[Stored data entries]
BEGIN

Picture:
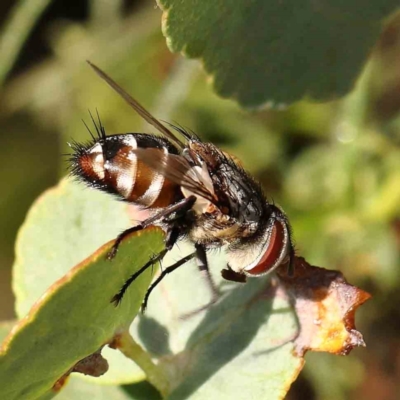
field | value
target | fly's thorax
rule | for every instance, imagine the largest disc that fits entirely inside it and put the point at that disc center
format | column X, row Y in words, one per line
column 265, row 253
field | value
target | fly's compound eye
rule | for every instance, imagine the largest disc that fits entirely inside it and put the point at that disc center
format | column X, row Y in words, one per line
column 275, row 250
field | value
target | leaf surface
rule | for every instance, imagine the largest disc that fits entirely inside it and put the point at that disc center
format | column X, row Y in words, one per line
column 276, row 52
column 73, row 318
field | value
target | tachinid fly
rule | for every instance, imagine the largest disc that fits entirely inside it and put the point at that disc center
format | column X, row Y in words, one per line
column 191, row 189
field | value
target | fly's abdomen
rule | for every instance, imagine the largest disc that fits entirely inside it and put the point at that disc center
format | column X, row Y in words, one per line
column 112, row 166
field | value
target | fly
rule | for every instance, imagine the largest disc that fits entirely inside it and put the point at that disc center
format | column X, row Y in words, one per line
column 190, row 189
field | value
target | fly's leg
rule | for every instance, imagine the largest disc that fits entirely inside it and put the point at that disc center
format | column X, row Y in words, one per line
column 202, row 265
column 167, row 271
column 172, row 237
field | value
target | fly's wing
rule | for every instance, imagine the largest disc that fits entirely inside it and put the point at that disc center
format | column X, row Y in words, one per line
column 137, row 106
column 177, row 169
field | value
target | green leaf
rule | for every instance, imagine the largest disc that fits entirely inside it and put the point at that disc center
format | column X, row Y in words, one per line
column 5, row 328
column 73, row 318
column 263, row 51
column 66, row 225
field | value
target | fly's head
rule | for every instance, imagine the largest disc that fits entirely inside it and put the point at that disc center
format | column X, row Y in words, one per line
column 271, row 247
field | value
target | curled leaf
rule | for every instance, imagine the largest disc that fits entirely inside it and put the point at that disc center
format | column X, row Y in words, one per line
column 325, row 305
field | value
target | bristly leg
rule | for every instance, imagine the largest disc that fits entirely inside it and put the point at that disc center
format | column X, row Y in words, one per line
column 167, row 271
column 118, row 297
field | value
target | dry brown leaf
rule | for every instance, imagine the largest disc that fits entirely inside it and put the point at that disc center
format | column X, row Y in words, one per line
column 325, row 305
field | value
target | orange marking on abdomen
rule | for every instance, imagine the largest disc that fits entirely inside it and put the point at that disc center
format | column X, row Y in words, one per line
column 276, row 243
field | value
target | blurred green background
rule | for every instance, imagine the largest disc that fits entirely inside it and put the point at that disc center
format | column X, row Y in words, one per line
column 333, row 167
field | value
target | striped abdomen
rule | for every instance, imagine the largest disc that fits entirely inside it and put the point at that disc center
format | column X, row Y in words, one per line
column 111, row 165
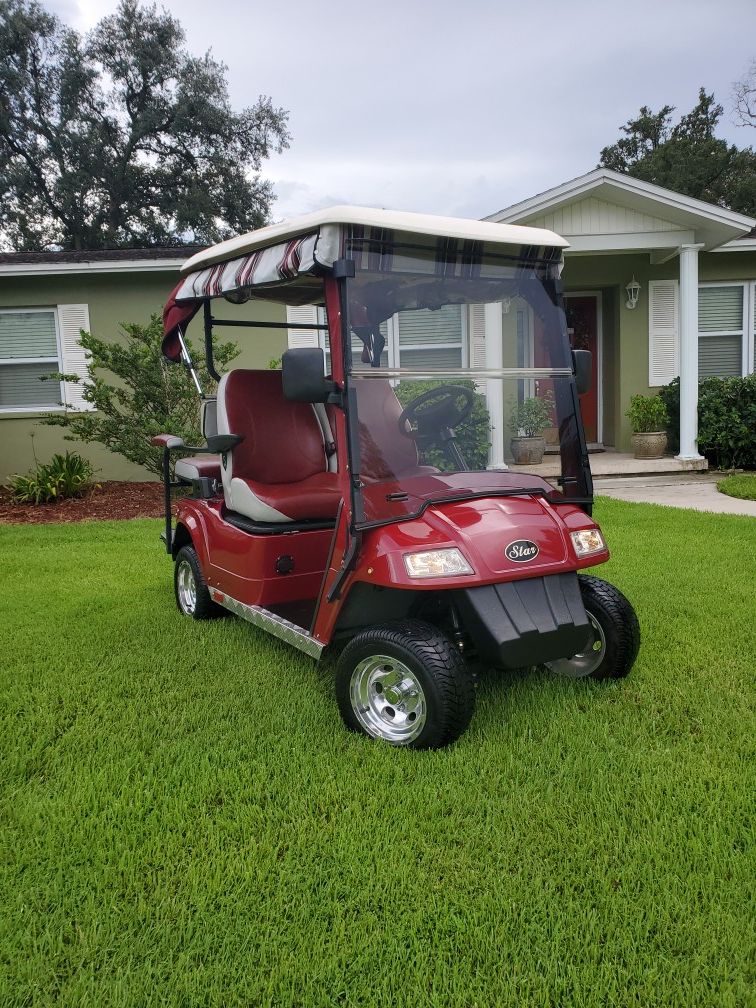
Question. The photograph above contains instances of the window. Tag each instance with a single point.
(28, 350)
(727, 323)
(722, 330)
(415, 339)
(37, 342)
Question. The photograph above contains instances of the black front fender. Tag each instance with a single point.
(525, 622)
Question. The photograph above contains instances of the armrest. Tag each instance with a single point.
(166, 441)
(220, 444)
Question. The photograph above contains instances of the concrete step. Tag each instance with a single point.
(621, 465)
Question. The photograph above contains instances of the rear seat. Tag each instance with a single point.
(207, 467)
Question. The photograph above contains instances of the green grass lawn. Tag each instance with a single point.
(742, 485)
(185, 822)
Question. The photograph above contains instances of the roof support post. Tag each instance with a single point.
(494, 389)
(688, 353)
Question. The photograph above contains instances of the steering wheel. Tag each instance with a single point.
(436, 409)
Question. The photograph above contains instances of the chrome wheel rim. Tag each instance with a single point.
(186, 586)
(585, 662)
(388, 700)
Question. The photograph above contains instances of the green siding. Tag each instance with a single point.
(626, 340)
(112, 298)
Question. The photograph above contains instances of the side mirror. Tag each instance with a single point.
(303, 373)
(583, 368)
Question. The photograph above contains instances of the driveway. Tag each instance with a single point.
(693, 490)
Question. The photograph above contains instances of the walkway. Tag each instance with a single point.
(694, 490)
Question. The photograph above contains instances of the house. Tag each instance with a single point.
(657, 285)
(690, 267)
(45, 299)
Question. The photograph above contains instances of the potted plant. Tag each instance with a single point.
(530, 418)
(648, 418)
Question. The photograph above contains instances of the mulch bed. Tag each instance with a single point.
(106, 502)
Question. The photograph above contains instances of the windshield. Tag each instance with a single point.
(463, 380)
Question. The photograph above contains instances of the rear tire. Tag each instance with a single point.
(192, 595)
(616, 635)
(405, 683)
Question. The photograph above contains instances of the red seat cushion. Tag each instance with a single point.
(281, 462)
(316, 497)
(198, 467)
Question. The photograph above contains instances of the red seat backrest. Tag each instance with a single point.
(282, 439)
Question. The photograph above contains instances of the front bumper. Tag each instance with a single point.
(521, 623)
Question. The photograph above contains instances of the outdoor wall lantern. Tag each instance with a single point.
(633, 289)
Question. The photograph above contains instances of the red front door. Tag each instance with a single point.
(583, 326)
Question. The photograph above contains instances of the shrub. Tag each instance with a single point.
(743, 486)
(727, 419)
(65, 476)
(149, 395)
(532, 416)
(473, 434)
(647, 413)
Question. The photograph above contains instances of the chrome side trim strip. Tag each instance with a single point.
(271, 623)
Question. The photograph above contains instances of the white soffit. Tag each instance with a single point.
(606, 205)
(104, 266)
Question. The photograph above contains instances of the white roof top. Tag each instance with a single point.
(421, 224)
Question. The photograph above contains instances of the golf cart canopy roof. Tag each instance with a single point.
(285, 261)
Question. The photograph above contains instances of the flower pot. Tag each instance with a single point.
(650, 445)
(527, 451)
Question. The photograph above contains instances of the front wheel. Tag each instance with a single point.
(404, 682)
(615, 635)
(192, 595)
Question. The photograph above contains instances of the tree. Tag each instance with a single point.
(744, 94)
(150, 396)
(123, 138)
(686, 156)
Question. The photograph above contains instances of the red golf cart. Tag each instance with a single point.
(364, 497)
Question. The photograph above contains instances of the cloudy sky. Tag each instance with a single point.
(458, 108)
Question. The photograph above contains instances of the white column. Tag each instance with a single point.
(495, 388)
(688, 353)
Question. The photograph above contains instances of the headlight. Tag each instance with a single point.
(588, 541)
(436, 563)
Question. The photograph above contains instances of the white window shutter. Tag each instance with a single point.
(72, 319)
(477, 330)
(304, 315)
(663, 332)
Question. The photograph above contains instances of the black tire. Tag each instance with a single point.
(186, 571)
(431, 704)
(616, 634)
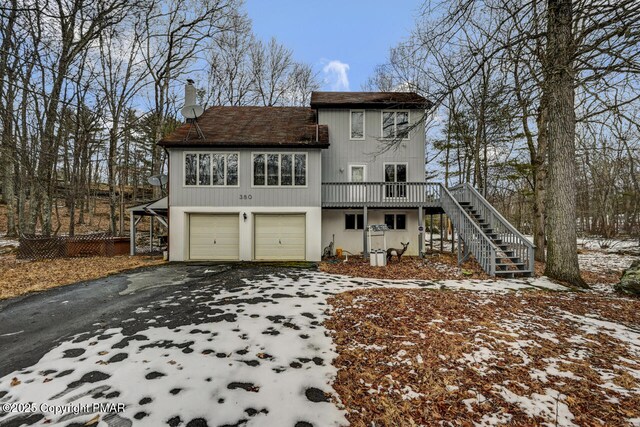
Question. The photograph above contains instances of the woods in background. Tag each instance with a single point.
(538, 106)
(87, 88)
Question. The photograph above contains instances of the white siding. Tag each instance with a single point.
(344, 152)
(180, 195)
(351, 240)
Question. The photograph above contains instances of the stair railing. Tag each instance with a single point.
(482, 248)
(522, 247)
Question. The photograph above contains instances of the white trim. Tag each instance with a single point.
(384, 166)
(344, 222)
(211, 153)
(358, 165)
(395, 220)
(395, 123)
(293, 169)
(364, 127)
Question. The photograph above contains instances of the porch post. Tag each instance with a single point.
(151, 235)
(421, 233)
(132, 233)
(431, 232)
(365, 221)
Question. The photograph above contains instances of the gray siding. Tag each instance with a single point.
(344, 151)
(179, 195)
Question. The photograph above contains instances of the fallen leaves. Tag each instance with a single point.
(411, 357)
(21, 277)
(437, 266)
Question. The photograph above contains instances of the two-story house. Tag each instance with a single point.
(249, 186)
(282, 183)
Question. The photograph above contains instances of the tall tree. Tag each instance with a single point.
(558, 88)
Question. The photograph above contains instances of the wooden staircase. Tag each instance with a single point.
(507, 263)
(498, 247)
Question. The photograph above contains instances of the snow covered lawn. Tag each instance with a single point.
(526, 358)
(256, 353)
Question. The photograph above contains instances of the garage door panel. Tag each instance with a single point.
(280, 237)
(214, 237)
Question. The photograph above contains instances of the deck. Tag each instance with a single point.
(381, 195)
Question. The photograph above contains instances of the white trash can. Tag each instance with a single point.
(373, 259)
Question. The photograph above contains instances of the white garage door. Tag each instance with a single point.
(213, 237)
(280, 237)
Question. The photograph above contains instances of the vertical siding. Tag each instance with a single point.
(230, 196)
(344, 151)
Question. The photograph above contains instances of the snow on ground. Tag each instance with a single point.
(605, 262)
(514, 358)
(260, 355)
(608, 245)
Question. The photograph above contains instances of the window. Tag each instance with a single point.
(357, 124)
(395, 124)
(279, 170)
(211, 169)
(353, 221)
(396, 221)
(395, 175)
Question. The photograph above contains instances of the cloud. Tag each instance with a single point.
(336, 75)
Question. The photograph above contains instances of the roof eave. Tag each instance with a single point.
(210, 144)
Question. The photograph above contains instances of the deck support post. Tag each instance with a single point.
(421, 233)
(431, 232)
(443, 229)
(132, 233)
(365, 223)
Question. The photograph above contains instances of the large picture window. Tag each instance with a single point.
(357, 124)
(211, 169)
(279, 169)
(395, 124)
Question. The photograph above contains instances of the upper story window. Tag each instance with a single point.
(395, 124)
(211, 169)
(396, 221)
(357, 124)
(280, 169)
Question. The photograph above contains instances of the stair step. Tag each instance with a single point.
(512, 264)
(512, 273)
(513, 259)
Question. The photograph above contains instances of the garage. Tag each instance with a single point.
(214, 237)
(280, 237)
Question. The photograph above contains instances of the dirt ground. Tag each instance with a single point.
(19, 277)
(423, 357)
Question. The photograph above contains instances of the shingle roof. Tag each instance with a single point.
(252, 126)
(368, 100)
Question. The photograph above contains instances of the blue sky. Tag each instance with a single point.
(342, 39)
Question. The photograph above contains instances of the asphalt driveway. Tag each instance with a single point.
(173, 345)
(181, 345)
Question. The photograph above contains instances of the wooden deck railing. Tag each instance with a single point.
(380, 194)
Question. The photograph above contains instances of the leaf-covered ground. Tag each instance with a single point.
(20, 277)
(422, 357)
(436, 266)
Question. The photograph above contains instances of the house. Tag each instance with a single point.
(282, 183)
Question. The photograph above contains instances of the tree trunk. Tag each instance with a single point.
(113, 197)
(539, 183)
(562, 257)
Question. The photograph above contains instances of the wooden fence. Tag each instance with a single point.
(97, 244)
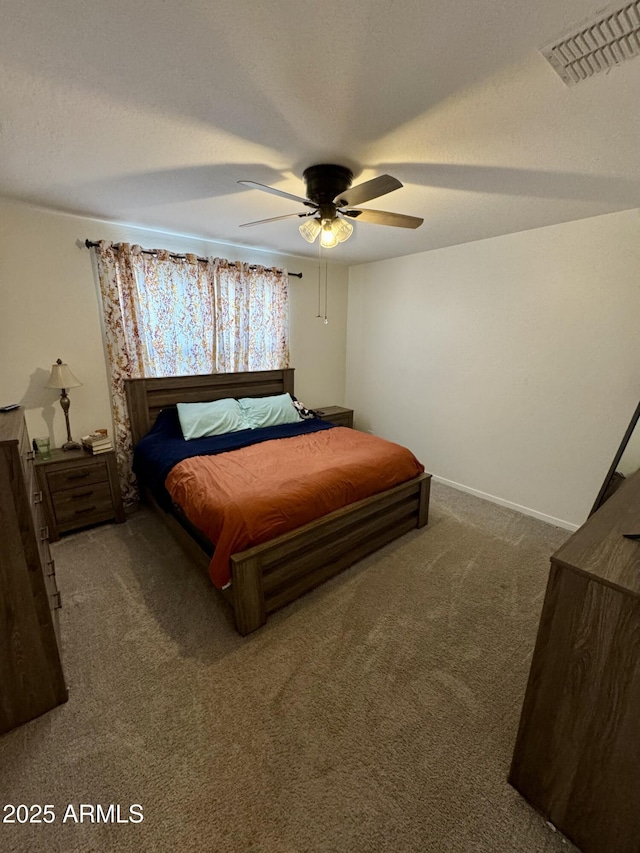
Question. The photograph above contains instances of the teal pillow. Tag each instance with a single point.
(269, 411)
(198, 420)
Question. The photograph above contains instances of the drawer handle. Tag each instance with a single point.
(86, 509)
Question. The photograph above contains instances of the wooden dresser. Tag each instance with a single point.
(31, 677)
(577, 754)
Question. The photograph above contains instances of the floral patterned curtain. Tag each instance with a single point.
(167, 315)
(252, 317)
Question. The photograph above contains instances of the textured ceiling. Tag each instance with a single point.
(149, 113)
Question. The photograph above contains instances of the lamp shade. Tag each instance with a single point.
(342, 229)
(327, 238)
(62, 377)
(310, 229)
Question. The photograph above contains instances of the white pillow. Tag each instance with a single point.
(269, 411)
(198, 420)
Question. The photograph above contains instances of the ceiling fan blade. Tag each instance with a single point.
(276, 218)
(254, 186)
(383, 217)
(369, 189)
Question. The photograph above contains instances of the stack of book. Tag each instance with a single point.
(97, 442)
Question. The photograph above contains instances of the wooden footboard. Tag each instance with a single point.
(271, 575)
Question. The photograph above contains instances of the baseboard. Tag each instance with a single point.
(525, 510)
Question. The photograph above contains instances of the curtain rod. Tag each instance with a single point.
(90, 243)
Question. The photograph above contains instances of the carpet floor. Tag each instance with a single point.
(377, 713)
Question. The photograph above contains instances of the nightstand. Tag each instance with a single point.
(79, 489)
(336, 414)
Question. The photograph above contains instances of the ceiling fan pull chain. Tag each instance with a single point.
(326, 290)
(318, 315)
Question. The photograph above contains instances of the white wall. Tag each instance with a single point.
(49, 308)
(510, 366)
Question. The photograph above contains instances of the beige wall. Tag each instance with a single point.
(511, 366)
(49, 308)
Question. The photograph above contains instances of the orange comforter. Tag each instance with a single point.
(245, 497)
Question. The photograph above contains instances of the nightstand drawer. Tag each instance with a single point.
(337, 415)
(79, 475)
(83, 504)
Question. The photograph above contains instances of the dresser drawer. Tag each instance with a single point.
(69, 478)
(84, 504)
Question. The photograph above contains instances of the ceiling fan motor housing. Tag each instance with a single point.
(326, 182)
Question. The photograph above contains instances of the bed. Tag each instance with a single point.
(267, 576)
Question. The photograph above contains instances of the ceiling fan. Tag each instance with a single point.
(330, 198)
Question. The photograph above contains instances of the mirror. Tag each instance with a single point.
(625, 462)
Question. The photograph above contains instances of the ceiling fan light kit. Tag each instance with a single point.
(331, 198)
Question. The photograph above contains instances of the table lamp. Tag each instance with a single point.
(62, 378)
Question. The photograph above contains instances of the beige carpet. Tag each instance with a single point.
(378, 713)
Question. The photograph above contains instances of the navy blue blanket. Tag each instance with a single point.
(164, 446)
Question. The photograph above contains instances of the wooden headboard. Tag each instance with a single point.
(146, 397)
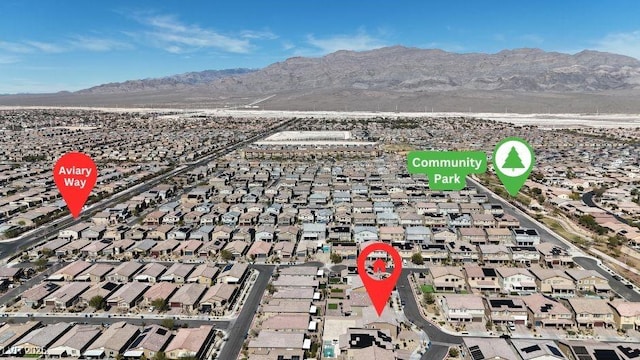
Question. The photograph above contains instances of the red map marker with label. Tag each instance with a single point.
(379, 290)
(75, 175)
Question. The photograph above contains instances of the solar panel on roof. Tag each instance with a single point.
(476, 353)
(605, 354)
(531, 348)
(580, 350)
(629, 352)
(555, 351)
(229, 266)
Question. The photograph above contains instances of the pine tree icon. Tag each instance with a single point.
(513, 160)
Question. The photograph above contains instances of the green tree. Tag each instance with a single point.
(428, 298)
(454, 352)
(97, 302)
(46, 252)
(41, 263)
(417, 259)
(513, 160)
(160, 304)
(226, 255)
(168, 323)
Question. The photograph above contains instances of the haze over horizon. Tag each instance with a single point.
(50, 47)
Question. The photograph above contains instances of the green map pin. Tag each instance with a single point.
(513, 161)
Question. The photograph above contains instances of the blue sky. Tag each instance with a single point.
(69, 45)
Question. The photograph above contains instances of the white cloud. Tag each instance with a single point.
(357, 42)
(174, 36)
(14, 47)
(97, 44)
(532, 39)
(46, 47)
(258, 35)
(8, 59)
(627, 43)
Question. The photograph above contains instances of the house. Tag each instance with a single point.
(526, 237)
(151, 273)
(358, 343)
(102, 289)
(234, 273)
(546, 312)
(128, 296)
(187, 297)
(516, 280)
(362, 234)
(418, 235)
(74, 232)
(590, 281)
(11, 333)
(488, 348)
(507, 310)
(153, 339)
(237, 248)
(499, 236)
(190, 342)
(592, 312)
(462, 308)
(284, 249)
(482, 279)
(314, 232)
(483, 220)
(204, 274)
(95, 273)
(447, 278)
(160, 233)
(462, 252)
(443, 236)
(626, 314)
(140, 248)
(113, 341)
(69, 272)
(537, 349)
(554, 282)
(39, 340)
(525, 255)
(554, 255)
(219, 297)
(459, 220)
(188, 248)
(259, 250)
(391, 234)
(435, 253)
(34, 297)
(164, 248)
(74, 342)
(66, 296)
(273, 340)
(494, 254)
(161, 290)
(178, 273)
(288, 233)
(287, 323)
(124, 272)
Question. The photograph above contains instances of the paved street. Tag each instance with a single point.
(617, 286)
(7, 248)
(440, 340)
(545, 235)
(239, 328)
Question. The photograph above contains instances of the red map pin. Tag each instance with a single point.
(75, 175)
(379, 290)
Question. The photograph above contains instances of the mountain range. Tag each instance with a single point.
(525, 80)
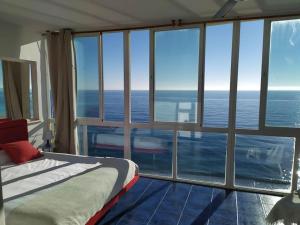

END

■ TASK DIRECTIONS ■
Copy whichever lines above contain the string "abdomen".

■ REPLY TO THE EXERCISE ■
target | fly's abdomen
target | orange marking on abdomen
target | striped abdomen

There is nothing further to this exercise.